Debe de haber una suerte de lirismo en su descarnada fisonomía, en su eventual suciedad y desprendimiento. Un gusto innegable por sus modestas características. Modestas y honestas, por otra parte. Aquí no se vende la moto como en otros sitios.

Hay, porque lo hay, una gran belleza en sus eternas puestas de sol.  Tanto desde la playa con las luces de la ciudad al fondo y la mole ocre de la sierra de Gádor sobre ella, y más alto aún el impoluto cielo, una bóveda perfecta. O mirando en otra dirección, con las gradas de las estribaciones montañosas de Sierra Alhamilla y los Filabres detrás, cuando delante sólo tienes los farallones de Cabo de Gata, a veces invisibles por la calima y la niebla, en ocasiones tan nítidos que parecen poder tocarse con la punta de los dedos.  O desde las estrechas calles de la Chanca o Pescadería, con las almenas y torreones de la Alcazaba mutando de color y  dominando la postal oriental. Ciertamente, aun a riesgo de caer en el tópico, Almería en ocasiones es mucho más africana y oriental que europea. Eso no es negativo; simplemente es así. Oriental es la ciudad antigua de Corfú, en la homónima isla griega, la cual a mí se me antojó perfectamente Almería. Me sentí como en casa.

(Consignas de trabajo)
[a] Responde estas preguntas sobre el fragmento de Almería:
(i) ¿Qué sierra de color ocre se alza sobre la ciudad vista desde la playa?
(ii) ¿Desde qué calles se ven las almenas y torreones de la Alcazaba mudando de color?
(iii) ¿Qué ciudad antigua le pareció Almería a quien escribe?
[b] ¿Podrías completar el tramo siguiente del fragmento sobre Almería, a partir de la última oración?

(Datos mostrados)

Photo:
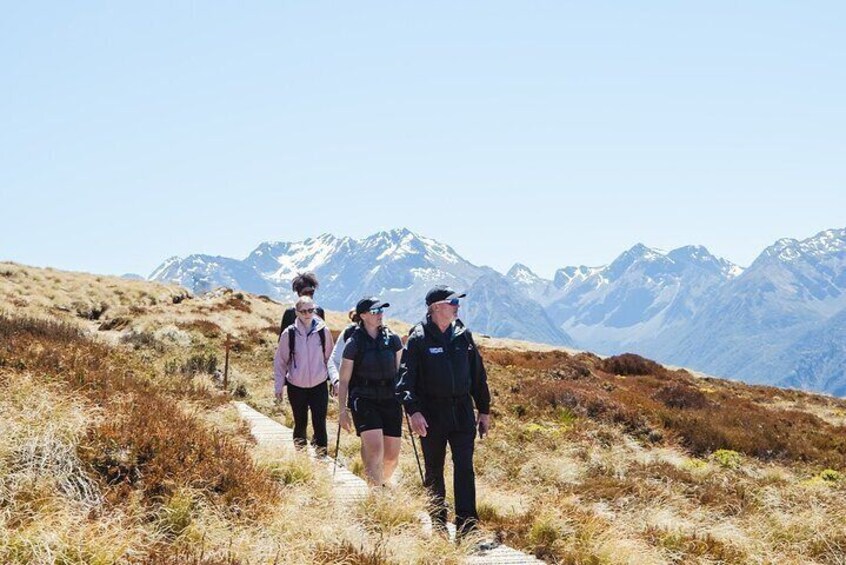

(Respuestas)
[a]
(i) La sierra de Gádor.
(ii) Desde las estrechas calles de la Chanca o Pescadería.
(iii) La ciudad antigua de Corfú, en la isla griega del mismo nombre.

[b]
Hay, ciertamente lo hay, otro extraño encanto en el poco cuidado barrio de El Zapillo. Como escribí aquí sobre ello, he pasado muchos años en él, y, para asombro mío, los turistas siguen afluyendo a esta apartada zona de la ciudad. Debe haber algo que se te mete en el alma, algo de sus larguísimas puestas de sol que te iluminan para siempre los ojos. Algo en su sereno y bravío, azul y verde, limpio y sucio a la vez mar Mediterráneo, milenario espacio por donde han pasado tantos pueblos desde los primeros pasos del hombre. Algo se te debe de iluminar cuando estás en las sucias playas de El Zapillo, tanto como alumbran las  intermitentes luces rojas del pequeño y blanco faro del puerto. Algo, algo debe de surgir  para siempre de esa mezcolanza de sonidos y aromas. Esa brisa marina  con deje de graznido de gaviota que te arrulla y golpea, dejándote sabor a pescado y civilizaciones antiguas. Algo debe tocarte esa suma  de vocerío, salitre, olor a humanidad, agua estancada de boquera  y fritura de marisco, y que va subiendo por entre las desconchadas torres de hormigón...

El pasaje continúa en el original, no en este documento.